PROBLEM TO WORK ON
Count how many of the rows below contain the string "chair", with case counting, and reply with only that number.

-- begin GIVEN DATA --

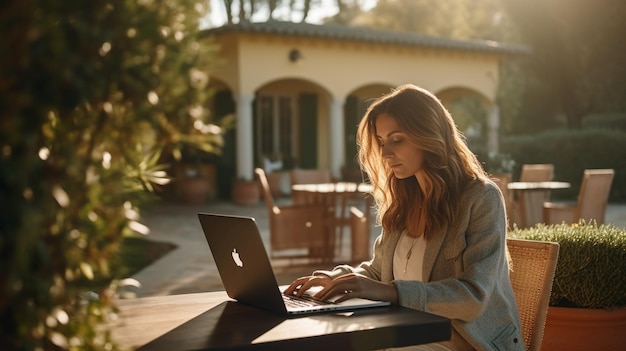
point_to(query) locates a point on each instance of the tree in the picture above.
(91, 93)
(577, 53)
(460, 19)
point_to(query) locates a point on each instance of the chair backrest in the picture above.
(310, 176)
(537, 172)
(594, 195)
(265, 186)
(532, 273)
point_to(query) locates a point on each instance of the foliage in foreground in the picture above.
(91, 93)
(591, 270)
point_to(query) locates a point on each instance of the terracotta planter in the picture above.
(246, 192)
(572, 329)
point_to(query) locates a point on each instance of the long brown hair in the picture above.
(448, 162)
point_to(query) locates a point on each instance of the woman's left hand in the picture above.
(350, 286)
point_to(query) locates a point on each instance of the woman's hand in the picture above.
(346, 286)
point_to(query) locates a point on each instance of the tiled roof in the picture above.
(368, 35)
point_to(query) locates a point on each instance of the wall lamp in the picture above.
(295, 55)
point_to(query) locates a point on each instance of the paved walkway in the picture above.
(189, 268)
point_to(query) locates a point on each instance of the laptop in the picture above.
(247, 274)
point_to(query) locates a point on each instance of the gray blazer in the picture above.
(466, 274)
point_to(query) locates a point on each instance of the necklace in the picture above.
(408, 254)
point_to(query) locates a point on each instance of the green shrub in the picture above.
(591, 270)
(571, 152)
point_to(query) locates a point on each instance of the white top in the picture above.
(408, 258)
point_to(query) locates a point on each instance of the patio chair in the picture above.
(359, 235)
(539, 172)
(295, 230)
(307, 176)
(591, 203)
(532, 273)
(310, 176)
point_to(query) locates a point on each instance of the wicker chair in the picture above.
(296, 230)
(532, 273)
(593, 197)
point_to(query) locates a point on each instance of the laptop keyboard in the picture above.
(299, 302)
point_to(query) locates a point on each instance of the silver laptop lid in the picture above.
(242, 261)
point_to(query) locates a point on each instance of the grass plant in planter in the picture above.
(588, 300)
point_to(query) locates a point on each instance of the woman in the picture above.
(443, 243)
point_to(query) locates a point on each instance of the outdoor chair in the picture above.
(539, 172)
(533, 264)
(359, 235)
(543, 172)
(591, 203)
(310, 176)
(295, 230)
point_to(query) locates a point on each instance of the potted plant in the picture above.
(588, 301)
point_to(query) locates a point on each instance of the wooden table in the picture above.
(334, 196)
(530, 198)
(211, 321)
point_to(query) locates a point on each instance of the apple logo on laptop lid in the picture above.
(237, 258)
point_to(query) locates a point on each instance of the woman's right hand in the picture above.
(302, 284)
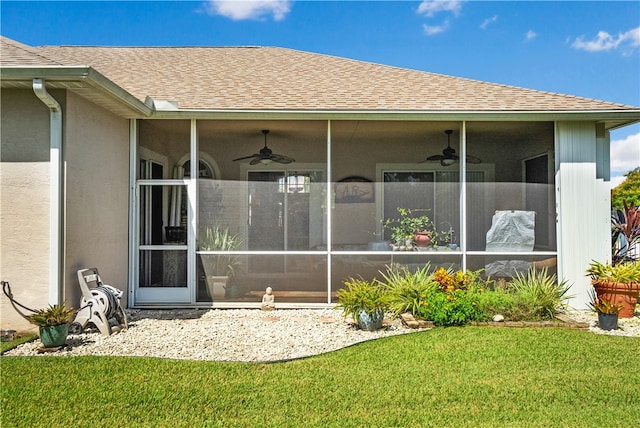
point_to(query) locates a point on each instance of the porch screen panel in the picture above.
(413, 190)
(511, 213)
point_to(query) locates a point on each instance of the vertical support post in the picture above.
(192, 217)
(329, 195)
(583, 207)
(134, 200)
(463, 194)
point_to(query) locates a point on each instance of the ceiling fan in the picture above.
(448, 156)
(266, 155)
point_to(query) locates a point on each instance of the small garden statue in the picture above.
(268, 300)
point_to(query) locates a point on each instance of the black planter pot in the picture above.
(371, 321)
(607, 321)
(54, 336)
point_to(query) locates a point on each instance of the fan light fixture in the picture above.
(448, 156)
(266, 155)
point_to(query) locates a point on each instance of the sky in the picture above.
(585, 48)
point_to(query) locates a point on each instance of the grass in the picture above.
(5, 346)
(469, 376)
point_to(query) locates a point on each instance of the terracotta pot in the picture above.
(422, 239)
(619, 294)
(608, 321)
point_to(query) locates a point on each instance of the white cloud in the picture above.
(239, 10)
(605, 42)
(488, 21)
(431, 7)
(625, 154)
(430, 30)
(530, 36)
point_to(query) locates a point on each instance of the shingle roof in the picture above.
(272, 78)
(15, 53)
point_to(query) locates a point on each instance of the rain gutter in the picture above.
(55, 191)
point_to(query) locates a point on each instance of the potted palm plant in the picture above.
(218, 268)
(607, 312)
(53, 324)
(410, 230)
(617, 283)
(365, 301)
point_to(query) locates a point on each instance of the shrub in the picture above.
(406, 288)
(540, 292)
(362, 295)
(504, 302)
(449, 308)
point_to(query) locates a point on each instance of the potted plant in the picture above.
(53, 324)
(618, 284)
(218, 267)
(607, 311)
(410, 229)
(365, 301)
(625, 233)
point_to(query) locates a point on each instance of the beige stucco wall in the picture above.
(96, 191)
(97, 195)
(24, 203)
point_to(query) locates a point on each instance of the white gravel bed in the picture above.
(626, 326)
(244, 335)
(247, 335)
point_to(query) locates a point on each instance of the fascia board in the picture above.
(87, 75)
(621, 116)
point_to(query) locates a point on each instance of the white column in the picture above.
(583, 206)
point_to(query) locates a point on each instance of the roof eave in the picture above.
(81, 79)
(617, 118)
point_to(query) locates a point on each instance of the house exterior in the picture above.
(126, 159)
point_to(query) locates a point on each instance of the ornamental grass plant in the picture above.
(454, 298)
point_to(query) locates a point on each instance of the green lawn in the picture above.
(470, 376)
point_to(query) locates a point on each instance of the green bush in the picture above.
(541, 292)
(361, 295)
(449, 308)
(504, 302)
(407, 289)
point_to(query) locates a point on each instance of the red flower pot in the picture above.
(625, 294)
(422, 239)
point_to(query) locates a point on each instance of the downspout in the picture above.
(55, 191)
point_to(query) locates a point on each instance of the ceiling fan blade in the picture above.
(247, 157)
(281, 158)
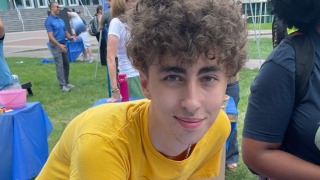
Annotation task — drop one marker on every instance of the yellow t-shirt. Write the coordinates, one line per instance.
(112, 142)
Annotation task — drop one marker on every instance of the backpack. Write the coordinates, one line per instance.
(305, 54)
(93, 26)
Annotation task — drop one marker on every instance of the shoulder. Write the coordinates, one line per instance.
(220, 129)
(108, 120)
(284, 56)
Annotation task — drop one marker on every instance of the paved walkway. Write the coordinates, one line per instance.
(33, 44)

-- end GIVEN DATA --
-- begin GIVEN DATA --

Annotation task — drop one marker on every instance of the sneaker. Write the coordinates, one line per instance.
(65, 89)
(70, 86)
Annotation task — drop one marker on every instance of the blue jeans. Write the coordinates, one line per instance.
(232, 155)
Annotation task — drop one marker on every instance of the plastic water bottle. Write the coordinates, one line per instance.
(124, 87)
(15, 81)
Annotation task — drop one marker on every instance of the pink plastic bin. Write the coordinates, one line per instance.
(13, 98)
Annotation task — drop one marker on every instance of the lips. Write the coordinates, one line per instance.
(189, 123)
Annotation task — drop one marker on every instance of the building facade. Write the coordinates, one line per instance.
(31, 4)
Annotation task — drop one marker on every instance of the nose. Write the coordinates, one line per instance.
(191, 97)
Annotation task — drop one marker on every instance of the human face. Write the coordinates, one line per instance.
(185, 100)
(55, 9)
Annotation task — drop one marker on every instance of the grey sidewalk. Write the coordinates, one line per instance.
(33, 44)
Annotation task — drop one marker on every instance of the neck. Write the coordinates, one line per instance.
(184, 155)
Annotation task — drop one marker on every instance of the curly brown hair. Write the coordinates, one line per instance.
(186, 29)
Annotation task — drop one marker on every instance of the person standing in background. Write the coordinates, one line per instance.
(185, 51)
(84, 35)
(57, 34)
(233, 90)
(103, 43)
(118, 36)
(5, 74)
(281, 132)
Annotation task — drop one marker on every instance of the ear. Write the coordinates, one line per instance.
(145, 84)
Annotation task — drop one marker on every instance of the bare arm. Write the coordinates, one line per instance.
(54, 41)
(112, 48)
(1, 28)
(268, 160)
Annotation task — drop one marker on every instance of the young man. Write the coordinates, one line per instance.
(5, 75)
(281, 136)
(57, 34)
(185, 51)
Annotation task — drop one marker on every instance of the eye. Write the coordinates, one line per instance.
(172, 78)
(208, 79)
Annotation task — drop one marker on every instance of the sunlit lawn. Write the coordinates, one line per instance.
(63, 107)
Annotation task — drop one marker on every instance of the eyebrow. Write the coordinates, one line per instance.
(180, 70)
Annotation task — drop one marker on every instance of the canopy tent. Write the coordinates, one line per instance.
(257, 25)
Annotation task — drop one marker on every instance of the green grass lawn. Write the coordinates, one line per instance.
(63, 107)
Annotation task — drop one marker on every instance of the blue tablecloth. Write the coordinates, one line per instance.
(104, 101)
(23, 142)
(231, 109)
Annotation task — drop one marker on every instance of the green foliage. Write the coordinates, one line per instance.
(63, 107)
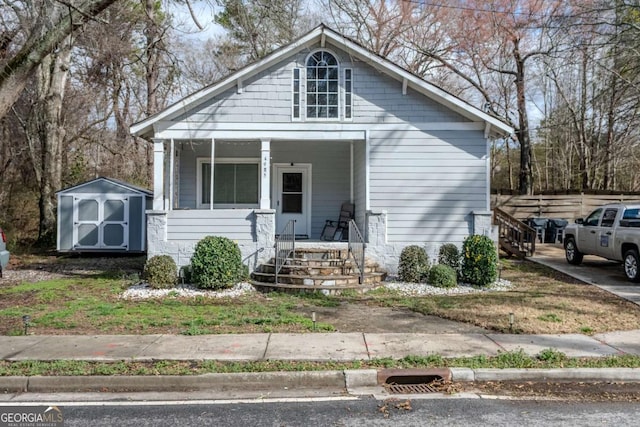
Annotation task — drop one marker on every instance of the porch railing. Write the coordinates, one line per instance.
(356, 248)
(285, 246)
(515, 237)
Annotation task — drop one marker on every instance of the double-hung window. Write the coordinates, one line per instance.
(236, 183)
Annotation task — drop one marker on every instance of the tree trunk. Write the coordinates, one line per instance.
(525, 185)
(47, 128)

-- end GIVEN DATA --
-- begin GIVEN DATA --

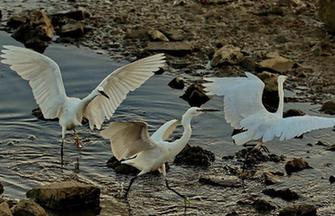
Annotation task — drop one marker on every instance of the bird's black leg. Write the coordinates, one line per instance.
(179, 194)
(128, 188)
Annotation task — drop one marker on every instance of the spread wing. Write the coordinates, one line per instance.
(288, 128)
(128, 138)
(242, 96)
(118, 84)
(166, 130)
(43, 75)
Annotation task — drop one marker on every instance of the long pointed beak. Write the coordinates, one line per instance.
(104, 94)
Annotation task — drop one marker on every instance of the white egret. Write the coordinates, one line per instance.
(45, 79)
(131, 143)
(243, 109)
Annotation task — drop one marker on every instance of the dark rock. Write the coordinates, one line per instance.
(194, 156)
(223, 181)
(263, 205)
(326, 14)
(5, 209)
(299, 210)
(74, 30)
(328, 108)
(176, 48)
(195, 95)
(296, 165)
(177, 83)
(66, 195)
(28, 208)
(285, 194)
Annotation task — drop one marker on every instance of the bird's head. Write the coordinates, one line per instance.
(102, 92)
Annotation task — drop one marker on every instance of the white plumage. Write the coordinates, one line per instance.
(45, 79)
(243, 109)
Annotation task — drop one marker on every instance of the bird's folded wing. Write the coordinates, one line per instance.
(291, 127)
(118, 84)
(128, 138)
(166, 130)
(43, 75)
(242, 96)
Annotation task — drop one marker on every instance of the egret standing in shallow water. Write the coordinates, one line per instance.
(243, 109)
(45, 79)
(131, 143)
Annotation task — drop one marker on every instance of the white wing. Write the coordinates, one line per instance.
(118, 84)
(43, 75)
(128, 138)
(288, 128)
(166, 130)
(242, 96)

-- end GIVEN DATA --

RESPONSE BELOW
4